# Instructions to follow
Reproduce the following lines verbatim, keeping every character, space, and line break unchanged.

# Record excerpts
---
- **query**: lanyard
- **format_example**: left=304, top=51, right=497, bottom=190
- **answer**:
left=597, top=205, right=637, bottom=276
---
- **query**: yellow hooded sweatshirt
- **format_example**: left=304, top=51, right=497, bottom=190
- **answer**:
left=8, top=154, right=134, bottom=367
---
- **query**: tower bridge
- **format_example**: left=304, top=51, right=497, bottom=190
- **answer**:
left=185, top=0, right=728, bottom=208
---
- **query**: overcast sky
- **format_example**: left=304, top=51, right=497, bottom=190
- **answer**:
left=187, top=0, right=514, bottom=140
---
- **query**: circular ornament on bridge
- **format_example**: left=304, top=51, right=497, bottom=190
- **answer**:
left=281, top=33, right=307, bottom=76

# Task response
---
- **query**: lanyard
- **format_example**: left=304, top=51, right=497, bottom=190
- **answer**:
left=597, top=205, right=637, bottom=276
---
- **query**: yellow hooded sweatshirt
- **format_example**: left=304, top=51, right=497, bottom=190
- **answer**:
left=8, top=154, right=134, bottom=367
---
- **query**: tower bridge
- **format_example**: left=304, top=51, right=497, bottom=190
- **answer**:
left=185, top=0, right=728, bottom=208
---
- **query**: overcast sky
- **format_example**: left=304, top=51, right=497, bottom=190
- **answer**:
left=187, top=0, right=514, bottom=140
---
- **query**: circular ornament on bridge
- **format_example**: left=304, top=51, right=497, bottom=190
- **answer**:
left=281, top=33, right=307, bottom=76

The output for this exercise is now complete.